- _Source records_:
-*-

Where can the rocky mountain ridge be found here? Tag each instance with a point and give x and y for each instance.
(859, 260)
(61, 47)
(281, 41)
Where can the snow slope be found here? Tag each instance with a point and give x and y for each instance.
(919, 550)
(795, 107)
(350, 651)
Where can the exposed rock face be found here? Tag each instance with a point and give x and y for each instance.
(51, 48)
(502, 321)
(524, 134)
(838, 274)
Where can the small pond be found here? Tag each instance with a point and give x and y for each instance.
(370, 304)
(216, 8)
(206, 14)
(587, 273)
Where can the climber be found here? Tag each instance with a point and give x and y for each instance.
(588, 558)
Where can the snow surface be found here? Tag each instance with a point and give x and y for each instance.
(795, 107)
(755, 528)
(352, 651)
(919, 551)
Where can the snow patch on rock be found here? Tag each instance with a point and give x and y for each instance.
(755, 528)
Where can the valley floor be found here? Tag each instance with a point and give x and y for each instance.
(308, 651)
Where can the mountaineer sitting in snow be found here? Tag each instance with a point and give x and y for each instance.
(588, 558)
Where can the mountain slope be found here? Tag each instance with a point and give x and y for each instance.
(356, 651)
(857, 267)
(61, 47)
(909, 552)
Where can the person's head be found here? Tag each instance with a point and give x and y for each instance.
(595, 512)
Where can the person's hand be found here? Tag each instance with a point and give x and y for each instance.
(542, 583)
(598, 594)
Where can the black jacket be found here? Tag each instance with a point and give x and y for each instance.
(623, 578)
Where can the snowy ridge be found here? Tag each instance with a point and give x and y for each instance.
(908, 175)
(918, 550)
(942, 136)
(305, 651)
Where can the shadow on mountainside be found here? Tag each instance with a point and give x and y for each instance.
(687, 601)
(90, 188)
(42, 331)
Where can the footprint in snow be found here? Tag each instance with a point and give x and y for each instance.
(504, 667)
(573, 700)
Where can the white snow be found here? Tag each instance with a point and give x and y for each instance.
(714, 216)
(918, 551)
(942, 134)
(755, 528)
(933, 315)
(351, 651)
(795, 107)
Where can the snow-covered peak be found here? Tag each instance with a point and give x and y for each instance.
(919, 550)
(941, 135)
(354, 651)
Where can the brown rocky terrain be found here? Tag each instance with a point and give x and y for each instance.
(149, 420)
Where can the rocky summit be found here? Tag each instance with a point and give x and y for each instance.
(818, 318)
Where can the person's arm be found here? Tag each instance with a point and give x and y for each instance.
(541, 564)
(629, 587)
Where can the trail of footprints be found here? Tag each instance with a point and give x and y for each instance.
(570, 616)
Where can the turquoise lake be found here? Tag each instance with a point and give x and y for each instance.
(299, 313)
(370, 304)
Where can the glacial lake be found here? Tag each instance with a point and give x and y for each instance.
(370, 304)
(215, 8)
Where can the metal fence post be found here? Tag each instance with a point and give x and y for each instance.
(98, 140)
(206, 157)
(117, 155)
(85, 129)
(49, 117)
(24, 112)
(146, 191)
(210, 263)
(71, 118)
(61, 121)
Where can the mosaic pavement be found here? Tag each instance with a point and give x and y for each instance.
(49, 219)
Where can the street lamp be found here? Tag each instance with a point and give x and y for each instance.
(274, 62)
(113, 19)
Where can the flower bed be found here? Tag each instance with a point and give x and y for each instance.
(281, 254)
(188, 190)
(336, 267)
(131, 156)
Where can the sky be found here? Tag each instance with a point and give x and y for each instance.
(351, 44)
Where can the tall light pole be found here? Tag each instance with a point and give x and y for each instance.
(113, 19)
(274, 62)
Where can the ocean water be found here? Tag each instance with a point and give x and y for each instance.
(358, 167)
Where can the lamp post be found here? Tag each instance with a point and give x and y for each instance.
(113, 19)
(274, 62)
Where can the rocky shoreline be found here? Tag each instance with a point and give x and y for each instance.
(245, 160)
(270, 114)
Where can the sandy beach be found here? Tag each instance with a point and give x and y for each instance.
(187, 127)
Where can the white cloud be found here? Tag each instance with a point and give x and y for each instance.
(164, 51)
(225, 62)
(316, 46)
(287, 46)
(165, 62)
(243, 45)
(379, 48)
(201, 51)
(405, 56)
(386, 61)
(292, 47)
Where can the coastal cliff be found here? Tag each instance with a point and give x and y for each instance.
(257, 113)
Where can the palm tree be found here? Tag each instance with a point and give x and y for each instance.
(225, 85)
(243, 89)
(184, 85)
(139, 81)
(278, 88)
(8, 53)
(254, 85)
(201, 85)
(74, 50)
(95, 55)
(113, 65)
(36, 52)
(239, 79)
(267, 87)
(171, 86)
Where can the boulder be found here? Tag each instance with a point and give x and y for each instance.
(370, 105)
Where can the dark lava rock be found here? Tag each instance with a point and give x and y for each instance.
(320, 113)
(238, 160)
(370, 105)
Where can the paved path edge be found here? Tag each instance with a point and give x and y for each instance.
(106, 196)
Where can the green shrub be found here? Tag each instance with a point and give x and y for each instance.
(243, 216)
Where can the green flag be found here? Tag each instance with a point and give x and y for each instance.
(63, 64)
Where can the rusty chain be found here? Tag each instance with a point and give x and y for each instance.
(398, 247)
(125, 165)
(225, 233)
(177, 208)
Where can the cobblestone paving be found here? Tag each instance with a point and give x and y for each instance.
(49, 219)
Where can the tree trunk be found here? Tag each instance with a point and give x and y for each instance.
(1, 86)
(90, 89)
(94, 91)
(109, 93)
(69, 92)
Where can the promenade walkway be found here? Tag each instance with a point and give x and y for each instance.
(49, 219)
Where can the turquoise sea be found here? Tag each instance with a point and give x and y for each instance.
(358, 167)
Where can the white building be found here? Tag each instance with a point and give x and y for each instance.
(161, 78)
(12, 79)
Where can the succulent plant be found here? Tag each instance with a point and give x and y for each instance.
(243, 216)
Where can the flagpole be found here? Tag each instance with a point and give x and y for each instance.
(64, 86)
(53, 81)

-*-

- _Stated exercise_: Your task is to repeat the data exactly; please include every line.

- _Solution below_:
Where can the rocky mountain ridge be found here? Tag each instance with a point and give x and y for each instance.
(859, 260)
(61, 47)
(281, 41)
Where can the snow slope be found here? Tag each instance with a point and give x and y for each instance.
(919, 550)
(795, 107)
(350, 651)
Where can the exposed rock face be found here? Tag each instance with a point and give x and y for each instance.
(51, 48)
(502, 321)
(524, 134)
(838, 274)
Where can the small pond be found here? Tag each instance with a point and give x and y for each instance.
(370, 304)
(216, 8)
(206, 14)
(587, 273)
Where can the climber be found here? Tag each instance with a point and give x and y for each instance.
(588, 558)
Where can the snow surface be found here? Tag each instance with a point and give x and y for each instance.
(795, 107)
(755, 528)
(352, 651)
(919, 551)
Where can the snow patch on rock be found here? Tag each instance with a point and give x and y for each instance.
(755, 528)
Where can the valley floor be found here? Tag each instance with a point and give x and y for each instance.
(308, 651)
Where can the mountaineer sitting in snow be found here? Tag each instance with a point and give x and y for each instance.
(588, 558)
Where can the mountain slope be found here? Tag each instance with a point and give x and y for each instance.
(356, 651)
(857, 267)
(61, 47)
(909, 552)
Where can the person's head be found here? Tag each instance with a point and give x and y for each instance.
(595, 512)
Where can the person's hand be found here? Tag each instance with a point and give x and y for each instance.
(542, 583)
(598, 594)
Where can the black jacket be found here? Tag each instance with a point and give x and y for each instance.
(623, 578)
Where can the snowy ridge be found here? Tag each instance with a point and give x and y for each instance.
(908, 175)
(918, 550)
(942, 136)
(305, 651)
Where can the shadow on mountainside be found here? Tag each instance with a point and give x and y for each instance.
(687, 601)
(90, 188)
(42, 331)
Where can the footprint in snow be found here? Tag each instance with a point and give x and y for each instance.
(504, 667)
(573, 700)
Where can the white snow be found here? Tag each instance with a point and give x and y for each instance.
(714, 216)
(918, 551)
(942, 134)
(755, 528)
(933, 315)
(351, 651)
(795, 107)
Where can the snow-covered peak be found here? Tag each instance with a point and give x and y for each instance.
(919, 550)
(941, 135)
(354, 651)
Where can the brown rocky terrain be found here? Tag each instance with a point and give x and y for each instance.
(149, 420)
Where can the rocky summit be found here? Tag each instance with a point and give x and y for each instance.
(818, 318)
Where can the person's arm be found here? Tag each instance with a point and give x and y for each instance.
(541, 564)
(629, 587)
Where can the trail of footprints be found here? Tag each instance with a point and give x and y for each instance.
(570, 616)
Where can the turquoise lake be found here? Tag each instance with a point and give x and y for each instance.
(299, 313)
(370, 304)
Where can the glacial lake be found here? Tag each instance with a point and give x and y for each instance.
(370, 304)
(215, 8)
Where can the metal fence post be found here? Tag each instance with a point and give x and y for each instance.
(98, 140)
(206, 157)
(117, 155)
(85, 129)
(49, 117)
(24, 112)
(146, 191)
(210, 263)
(71, 118)
(61, 121)
Where can the mosaic pavement be found here? Tag each instance with a point and give x and y for each instance.
(49, 219)
Where can the street lamp be found here? Tag each instance with a point and give x and y for each instance.
(274, 62)
(113, 19)
Where can the flower bed be found here? Tag each instance with a point and give x and y for each instance.
(281, 254)
(188, 190)
(336, 267)
(131, 156)
Where can the sky be found here? Tag each instance with a point and give x and y for each instance.
(351, 44)
Where can the tall light pole be found here? Tag each instance with a point and give x and y for each instance.
(113, 19)
(274, 62)
Where can the ocean water be found here? Tag each instance with a point and give x and y for each instance.
(358, 167)
Where can the lamp post be found here? Tag each instance with a point and give x and y for each instance.
(113, 19)
(274, 62)
Where can the rocky shoreline be found here? Tag each instance with a point and give x and y for each instance.
(245, 160)
(270, 114)
Where can the sandy beach be found here? Tag each instance with a point and give x and y for each instance.
(187, 127)
Where can the white cloud be found here? Tag each instance with a point and give x and y for each instance.
(164, 51)
(225, 62)
(316, 46)
(287, 46)
(165, 62)
(243, 45)
(379, 48)
(201, 51)
(405, 56)
(386, 61)
(292, 47)
Where can the coastal cliff be found here? Tag each instance with a point and give x and y for each instance.
(257, 113)
Where can the palm tree be found here? Tag each instance with a point and give x and y for each instance.
(225, 85)
(243, 89)
(184, 85)
(139, 81)
(278, 88)
(8, 53)
(254, 85)
(201, 85)
(74, 50)
(95, 55)
(113, 65)
(36, 52)
(239, 79)
(267, 87)
(171, 86)
Where can the boulder be found here? Tag each instance with a point and give x and y for each instance.
(370, 105)
Where can the dark lava rock be found here? Tag each instance with a point and give x and y for each instance.
(320, 113)
(238, 160)
(370, 105)
Where can the paved path edge be found here? Tag each instance with a point and give x and y for each instance.
(106, 196)
Where can the green shrub be found here? Tag each instance with a point and give x and y for each instance.
(243, 216)
Where can the green flag be found here? Tag each instance with a point and give x and y for each instance.
(63, 64)
Where can the rusty chain be found here? Tag each instance with a point and give x and y for each instance.
(398, 247)
(125, 165)
(225, 233)
(177, 208)
Where can the cobblestone paving be found here? Tag each instance with a point and give x and y for each instance.
(49, 219)
Where can the tree trunk be found here? Tag each instance with a point and give x and y for each instance.
(1, 86)
(90, 89)
(94, 91)
(109, 93)
(69, 92)
Where can the promenade walkway be found here? Tag each instance with a point and give x and y for each instance.
(49, 219)
Where can the turquoise sea be found here? Tag each instance with a point and give x and y for each instance.
(358, 167)
Where can the white building be found here? Tag each instance with a point and give x and y for each instance.
(161, 78)
(12, 79)
Where can the succulent plant be found here? Tag each instance with a point and give x and y for each instance.
(243, 216)
Where can the flagpole be found here? Tag each instance with a point and give x and y for each instance.
(64, 86)
(53, 81)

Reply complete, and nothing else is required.